--- begin Rows ---

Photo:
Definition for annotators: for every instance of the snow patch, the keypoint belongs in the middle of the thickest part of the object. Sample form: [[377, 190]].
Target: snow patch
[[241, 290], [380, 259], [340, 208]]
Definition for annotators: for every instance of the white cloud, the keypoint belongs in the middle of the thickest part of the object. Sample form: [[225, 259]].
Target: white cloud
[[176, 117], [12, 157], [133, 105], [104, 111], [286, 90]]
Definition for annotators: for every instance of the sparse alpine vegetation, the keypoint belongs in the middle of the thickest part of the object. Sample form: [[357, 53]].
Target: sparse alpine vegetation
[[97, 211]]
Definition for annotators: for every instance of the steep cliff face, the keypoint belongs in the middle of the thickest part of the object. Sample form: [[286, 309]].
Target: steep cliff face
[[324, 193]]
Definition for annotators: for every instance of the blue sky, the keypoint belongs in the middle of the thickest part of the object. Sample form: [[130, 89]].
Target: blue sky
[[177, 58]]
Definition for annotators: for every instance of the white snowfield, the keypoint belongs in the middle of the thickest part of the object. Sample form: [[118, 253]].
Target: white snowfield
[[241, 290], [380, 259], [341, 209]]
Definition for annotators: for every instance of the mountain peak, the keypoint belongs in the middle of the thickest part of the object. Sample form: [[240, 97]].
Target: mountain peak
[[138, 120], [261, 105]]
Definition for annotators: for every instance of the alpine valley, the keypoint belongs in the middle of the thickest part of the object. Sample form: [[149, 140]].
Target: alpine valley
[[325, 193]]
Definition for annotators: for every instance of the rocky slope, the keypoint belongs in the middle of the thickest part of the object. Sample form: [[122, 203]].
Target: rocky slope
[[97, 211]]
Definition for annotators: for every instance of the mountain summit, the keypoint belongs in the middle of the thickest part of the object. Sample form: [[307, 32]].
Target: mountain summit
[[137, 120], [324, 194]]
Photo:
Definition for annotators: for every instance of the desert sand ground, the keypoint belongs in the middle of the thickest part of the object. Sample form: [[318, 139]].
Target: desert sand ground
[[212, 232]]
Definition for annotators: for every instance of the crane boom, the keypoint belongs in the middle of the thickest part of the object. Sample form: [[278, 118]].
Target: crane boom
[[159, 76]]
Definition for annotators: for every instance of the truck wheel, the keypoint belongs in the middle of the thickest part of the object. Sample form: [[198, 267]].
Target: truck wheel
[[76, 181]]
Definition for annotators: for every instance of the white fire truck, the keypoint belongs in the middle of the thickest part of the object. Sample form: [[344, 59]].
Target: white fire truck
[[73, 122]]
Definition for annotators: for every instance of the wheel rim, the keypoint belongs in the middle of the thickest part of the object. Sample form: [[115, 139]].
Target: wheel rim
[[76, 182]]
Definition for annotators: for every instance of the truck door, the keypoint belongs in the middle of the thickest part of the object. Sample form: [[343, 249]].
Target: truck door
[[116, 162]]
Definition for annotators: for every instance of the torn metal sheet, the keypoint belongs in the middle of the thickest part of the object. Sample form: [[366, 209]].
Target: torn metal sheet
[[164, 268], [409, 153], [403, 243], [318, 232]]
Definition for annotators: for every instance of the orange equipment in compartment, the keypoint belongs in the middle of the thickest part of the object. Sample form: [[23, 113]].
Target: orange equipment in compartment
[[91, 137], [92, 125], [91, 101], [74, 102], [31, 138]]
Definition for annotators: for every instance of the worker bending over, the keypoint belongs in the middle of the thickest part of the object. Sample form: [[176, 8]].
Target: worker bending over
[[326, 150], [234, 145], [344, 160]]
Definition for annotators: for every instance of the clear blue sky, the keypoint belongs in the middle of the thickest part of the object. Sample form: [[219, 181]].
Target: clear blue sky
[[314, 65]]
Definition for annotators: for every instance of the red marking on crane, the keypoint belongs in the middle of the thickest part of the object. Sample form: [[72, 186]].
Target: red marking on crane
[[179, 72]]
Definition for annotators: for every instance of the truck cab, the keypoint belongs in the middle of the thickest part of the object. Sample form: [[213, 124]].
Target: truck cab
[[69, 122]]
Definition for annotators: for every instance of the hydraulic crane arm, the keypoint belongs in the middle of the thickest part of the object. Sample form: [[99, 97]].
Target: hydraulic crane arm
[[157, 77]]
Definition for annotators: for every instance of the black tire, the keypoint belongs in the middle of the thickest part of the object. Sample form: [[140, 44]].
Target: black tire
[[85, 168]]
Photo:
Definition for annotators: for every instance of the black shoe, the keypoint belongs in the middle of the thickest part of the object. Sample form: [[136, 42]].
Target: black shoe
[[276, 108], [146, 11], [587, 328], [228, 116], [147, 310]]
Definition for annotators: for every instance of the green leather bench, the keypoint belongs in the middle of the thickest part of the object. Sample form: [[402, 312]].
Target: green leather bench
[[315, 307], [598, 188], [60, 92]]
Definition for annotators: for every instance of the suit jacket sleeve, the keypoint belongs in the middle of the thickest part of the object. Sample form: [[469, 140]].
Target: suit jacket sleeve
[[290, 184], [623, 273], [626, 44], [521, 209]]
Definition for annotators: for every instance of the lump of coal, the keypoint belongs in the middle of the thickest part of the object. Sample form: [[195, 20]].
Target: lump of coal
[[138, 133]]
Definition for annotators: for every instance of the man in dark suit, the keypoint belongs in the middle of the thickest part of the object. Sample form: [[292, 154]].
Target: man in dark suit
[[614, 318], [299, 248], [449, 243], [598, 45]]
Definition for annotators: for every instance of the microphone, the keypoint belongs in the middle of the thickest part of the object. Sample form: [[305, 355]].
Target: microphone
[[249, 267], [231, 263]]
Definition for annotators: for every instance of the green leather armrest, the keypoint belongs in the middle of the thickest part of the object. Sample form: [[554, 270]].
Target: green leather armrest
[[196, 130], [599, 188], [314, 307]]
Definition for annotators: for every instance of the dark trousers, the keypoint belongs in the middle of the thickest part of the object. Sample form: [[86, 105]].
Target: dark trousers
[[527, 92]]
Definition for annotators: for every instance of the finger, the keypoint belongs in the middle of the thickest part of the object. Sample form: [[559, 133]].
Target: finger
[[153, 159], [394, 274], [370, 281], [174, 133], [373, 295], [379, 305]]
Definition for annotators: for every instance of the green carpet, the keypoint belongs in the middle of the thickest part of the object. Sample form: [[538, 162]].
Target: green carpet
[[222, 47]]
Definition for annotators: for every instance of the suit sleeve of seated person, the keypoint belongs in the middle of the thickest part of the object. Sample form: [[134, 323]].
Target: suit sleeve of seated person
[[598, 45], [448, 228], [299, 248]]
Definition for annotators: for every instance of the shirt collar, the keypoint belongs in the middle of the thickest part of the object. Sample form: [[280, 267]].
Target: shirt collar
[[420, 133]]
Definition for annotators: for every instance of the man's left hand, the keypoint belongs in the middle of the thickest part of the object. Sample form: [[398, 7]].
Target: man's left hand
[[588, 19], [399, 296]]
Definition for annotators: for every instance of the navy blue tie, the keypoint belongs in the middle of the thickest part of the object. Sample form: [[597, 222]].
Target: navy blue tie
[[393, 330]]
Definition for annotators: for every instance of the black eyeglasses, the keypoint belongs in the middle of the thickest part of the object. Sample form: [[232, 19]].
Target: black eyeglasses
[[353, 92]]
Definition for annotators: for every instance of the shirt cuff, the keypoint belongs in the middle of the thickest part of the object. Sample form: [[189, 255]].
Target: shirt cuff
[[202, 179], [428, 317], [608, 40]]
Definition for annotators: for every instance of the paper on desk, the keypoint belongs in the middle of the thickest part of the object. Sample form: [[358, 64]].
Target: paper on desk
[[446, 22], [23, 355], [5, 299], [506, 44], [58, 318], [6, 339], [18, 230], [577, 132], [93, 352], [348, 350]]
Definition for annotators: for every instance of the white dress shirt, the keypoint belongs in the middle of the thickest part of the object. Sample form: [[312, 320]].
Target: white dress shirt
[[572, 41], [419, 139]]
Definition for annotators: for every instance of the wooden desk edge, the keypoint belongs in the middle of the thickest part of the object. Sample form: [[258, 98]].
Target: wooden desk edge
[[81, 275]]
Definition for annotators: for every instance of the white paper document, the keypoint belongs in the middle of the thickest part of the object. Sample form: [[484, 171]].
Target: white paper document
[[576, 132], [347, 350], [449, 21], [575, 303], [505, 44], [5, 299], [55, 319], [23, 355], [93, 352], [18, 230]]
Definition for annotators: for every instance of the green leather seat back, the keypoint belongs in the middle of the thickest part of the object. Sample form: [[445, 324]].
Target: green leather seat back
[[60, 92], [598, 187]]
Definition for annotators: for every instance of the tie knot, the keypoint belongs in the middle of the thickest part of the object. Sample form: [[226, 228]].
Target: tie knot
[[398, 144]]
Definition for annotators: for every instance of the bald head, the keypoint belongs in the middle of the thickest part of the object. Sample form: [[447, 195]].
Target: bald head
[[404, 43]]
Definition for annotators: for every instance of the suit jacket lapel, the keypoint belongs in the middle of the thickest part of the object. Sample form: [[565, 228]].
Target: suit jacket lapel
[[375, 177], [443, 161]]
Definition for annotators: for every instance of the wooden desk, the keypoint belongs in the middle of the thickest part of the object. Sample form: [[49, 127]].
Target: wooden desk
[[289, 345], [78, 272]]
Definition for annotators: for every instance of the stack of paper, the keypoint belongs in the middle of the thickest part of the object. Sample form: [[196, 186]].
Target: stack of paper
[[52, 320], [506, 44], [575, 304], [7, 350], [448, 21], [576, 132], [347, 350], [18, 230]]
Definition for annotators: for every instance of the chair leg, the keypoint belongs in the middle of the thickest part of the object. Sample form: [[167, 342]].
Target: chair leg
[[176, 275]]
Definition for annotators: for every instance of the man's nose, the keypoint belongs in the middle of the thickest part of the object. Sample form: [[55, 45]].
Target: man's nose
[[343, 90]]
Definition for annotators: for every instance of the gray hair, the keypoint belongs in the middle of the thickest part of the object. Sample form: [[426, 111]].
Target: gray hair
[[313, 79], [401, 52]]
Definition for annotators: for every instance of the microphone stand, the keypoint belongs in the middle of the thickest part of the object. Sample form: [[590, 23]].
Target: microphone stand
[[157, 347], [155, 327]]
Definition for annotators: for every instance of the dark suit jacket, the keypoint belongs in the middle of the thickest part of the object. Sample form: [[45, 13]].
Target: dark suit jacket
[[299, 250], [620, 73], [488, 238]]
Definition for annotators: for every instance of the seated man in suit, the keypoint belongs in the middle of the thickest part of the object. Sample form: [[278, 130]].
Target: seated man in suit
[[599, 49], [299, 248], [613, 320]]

--- end Rows ---

Stated problem: Rewrite the rows from the line with "Definition for annotators: for every instance of the steep" up to and including the line with "[[324, 193]]" as a numbered list, leaving out any blank lines.

Exercise output:
1. Definition for annotators: for every instance of the steep cliff face, the keypoint belongs in the middle of the thickest part of the object. Sample form: [[286, 309]].
2. Target: steep cliff face
3. [[324, 193]]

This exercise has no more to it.